What you post on the Internet stays there, if not forever then at least for a very long time. So what may seem like a moment of merriment can turn out to be an embarrassment that hangs around far longer than you ever imagined.
For the record, I am not lecturing careless, renegade tweens and teens who have heard this diatribe countless times over sexting, inappropriate posts and other online bad behavior.
No, this time the screed is directed at parents who post videos of their children online in the hopes that their child's adorable, brilliant, engaging antics will go viral.
Let's be fair here. When we, as expectant parents, buy that first video camera, we say we're going to chronicle the great firsts in our child's life. First solid foods, first steps, first words. In reality, we are hoping to get the goods on the kids. Catch them doing something so incredibly embarrassing that when played years later at a graduation party or wedding rehearsal dinner, nothing but uncontrolled laughter and red faces will ensue.
I am in possession of several such videos, including one depicting 2-year-old twin boys playing with the toilet, splashing the water and opening and closing the lid. (How it ends permanently disqualifies me from Mother of the Year honors, but it's still pretty darn funny.)
But these home movies, as they were originally called, were intended to be just that; to be viewed in your home by a select circle of family and friends who were either too polite to tell you that your kids weren't really that entertaining or who knew that if they watched now, they'd get you back when they had kids of their own.
But today, it's almost impossible for a day to go by without seeing the latest viral video of kids being kids. To be fair, the baby laughing hysterically as his dad rips up rejection letters is pretty darn cute and the kid's a baby, so how likely is he to be recognized or held up to ridicule when he goes to preschool?
But the same cannot be said for the subjects of one of the latest hot kid viral videos. Two brothers, who appear to be about 8 and 10, are shown in the back of their parents' car sobbing over the end of "The Odd Life of Timothy Green." (Spoiler alert: Don't watch the video if you don't know how the movie ends). It seems the family has just come out of the theater and the boys have dissolved into paroxysms of grief, the kind of can't-catch-your-breath-sobbing we've all seen kids fall victim to.

▶ [Stored data]:
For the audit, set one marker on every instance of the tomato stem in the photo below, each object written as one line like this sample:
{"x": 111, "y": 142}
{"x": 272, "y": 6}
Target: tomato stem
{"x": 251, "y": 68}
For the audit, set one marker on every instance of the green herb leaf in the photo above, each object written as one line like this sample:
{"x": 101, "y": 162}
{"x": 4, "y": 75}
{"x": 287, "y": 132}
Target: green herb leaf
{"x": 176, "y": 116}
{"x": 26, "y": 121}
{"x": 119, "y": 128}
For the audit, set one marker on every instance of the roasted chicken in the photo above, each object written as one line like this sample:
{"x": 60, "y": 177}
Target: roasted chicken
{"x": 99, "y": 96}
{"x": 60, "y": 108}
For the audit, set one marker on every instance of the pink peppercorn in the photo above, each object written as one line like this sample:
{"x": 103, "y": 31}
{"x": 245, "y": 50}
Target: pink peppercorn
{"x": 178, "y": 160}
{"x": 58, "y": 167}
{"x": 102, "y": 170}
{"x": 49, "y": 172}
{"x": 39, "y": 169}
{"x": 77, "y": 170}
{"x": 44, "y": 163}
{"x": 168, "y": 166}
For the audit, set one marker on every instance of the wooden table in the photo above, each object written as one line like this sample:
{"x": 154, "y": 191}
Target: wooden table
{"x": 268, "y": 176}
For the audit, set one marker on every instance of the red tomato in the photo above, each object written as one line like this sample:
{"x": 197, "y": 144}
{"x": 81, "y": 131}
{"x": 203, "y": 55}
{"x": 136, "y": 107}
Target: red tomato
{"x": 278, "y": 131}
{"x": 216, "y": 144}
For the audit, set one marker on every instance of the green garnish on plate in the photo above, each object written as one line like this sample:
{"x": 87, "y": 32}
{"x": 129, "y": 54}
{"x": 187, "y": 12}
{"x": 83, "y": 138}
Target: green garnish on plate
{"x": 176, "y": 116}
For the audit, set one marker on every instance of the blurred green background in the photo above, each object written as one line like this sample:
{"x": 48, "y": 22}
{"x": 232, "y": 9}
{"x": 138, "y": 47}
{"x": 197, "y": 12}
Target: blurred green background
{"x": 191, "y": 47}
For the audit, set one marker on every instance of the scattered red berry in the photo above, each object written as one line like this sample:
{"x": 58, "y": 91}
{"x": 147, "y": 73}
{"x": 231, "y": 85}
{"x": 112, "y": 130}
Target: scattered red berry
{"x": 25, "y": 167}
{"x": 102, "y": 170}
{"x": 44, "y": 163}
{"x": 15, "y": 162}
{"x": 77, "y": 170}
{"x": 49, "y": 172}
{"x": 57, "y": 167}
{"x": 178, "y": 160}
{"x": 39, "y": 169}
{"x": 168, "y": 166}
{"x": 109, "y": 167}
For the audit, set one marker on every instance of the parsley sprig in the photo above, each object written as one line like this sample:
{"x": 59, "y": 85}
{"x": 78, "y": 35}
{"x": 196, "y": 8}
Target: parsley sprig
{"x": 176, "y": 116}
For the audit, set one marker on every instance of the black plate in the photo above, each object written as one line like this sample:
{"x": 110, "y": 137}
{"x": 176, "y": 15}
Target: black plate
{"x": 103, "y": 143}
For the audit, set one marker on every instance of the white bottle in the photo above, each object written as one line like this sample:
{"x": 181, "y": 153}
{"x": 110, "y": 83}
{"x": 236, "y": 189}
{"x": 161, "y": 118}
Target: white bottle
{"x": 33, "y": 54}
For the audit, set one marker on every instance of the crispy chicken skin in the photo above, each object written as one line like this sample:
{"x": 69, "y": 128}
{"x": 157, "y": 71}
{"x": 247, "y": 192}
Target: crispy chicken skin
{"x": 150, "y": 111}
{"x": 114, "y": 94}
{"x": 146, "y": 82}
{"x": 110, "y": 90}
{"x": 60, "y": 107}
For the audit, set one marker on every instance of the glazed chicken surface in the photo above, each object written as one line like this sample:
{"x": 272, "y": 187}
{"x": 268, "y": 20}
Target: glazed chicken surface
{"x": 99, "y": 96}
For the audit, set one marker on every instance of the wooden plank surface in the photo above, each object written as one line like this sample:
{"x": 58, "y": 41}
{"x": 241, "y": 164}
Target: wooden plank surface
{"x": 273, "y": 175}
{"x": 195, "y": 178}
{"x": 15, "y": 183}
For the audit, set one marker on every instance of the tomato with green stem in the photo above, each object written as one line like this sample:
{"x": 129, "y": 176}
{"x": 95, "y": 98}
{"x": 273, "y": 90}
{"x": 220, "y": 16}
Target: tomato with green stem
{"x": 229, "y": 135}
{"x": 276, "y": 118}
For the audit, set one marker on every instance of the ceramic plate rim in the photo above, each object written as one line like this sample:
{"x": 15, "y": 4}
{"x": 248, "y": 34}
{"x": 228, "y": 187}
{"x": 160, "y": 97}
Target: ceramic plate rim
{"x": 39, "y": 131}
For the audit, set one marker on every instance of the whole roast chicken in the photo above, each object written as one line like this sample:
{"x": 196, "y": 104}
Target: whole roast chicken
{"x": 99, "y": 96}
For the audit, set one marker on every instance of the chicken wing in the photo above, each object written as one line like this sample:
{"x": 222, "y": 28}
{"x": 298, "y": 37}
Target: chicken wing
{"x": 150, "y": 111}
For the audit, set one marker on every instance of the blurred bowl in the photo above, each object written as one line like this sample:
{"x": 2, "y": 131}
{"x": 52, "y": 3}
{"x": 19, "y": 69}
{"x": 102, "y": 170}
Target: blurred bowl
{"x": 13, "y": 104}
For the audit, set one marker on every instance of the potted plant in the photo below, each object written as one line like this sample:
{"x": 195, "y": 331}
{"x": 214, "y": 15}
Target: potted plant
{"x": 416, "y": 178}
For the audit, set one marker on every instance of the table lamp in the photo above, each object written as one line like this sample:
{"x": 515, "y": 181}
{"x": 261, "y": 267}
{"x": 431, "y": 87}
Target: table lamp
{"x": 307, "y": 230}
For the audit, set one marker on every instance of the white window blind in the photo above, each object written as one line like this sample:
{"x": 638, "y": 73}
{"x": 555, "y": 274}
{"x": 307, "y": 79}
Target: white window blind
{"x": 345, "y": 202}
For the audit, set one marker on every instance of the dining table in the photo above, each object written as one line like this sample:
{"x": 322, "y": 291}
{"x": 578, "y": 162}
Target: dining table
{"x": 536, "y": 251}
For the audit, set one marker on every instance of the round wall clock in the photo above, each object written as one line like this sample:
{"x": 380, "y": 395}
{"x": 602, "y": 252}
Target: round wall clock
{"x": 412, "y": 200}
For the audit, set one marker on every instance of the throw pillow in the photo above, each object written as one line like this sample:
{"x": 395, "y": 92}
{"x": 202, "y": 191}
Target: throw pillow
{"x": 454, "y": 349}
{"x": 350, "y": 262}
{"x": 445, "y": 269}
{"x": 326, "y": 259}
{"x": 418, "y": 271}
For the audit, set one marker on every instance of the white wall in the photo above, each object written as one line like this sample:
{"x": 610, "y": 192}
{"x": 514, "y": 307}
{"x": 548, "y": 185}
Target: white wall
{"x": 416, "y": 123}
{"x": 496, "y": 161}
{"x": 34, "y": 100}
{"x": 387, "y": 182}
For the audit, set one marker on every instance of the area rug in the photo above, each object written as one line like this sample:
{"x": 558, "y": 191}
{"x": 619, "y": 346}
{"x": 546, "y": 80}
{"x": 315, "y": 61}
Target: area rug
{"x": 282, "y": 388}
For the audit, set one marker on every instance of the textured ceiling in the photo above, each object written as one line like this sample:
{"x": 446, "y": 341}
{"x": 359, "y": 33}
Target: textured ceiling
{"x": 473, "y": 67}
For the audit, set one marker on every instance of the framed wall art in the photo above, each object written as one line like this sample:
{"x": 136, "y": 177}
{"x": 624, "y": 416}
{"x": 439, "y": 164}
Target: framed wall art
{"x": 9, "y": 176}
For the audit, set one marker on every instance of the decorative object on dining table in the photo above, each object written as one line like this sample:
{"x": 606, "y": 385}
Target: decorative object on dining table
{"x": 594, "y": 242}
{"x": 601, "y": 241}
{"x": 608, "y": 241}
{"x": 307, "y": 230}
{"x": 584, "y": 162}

▶ [What to work on]:
1. In the essay about parents posting videos of their children online, what movie are the two brothers in the viral video crying over?
2. Continue the essay about parents posting videos of their children online, starting after its last sentence.

▶ [Answers to the exercise]:
1. "The Odd Life of Timothy Green."

2.
Initially, the parents seem interested in making the grief over the movie's ending a teachable moment. You can hear the mom talking about the "circle of life." But at some point, Mom and Dad are just so enthralled with what they're capturing on video that they seem to encourage the hysteria. Just as it appears to be winding down, you can hear the mother say, "Do you want to see the movie again?," a chuckle obvious in her voice. Cue the floodgates as the sobbing starts again.
The parents knew they had video gold here. But they acted just like that 16-year-old who in the heat of the moment posts an ill-advised photo to Facebook or tweets something inappropriate. Instead of tucking the video away for embarrassing showings to aunts, uncles and cousins, they posted it online. If you Google "boys crying over Timothy Green," the video fills six pages of search results.
These boys are now back in school. Maybe their classmates haven't seen the video; maybe if they have, they are good enough kids not to tease the brothers.
But if we don't want our kids doing stupid things online, we would be well advised to set the example by not doing stupid things online ourselves.
- - -
Grant, the editor of The Washington Post's KidsPost section, also writes about parenting issues.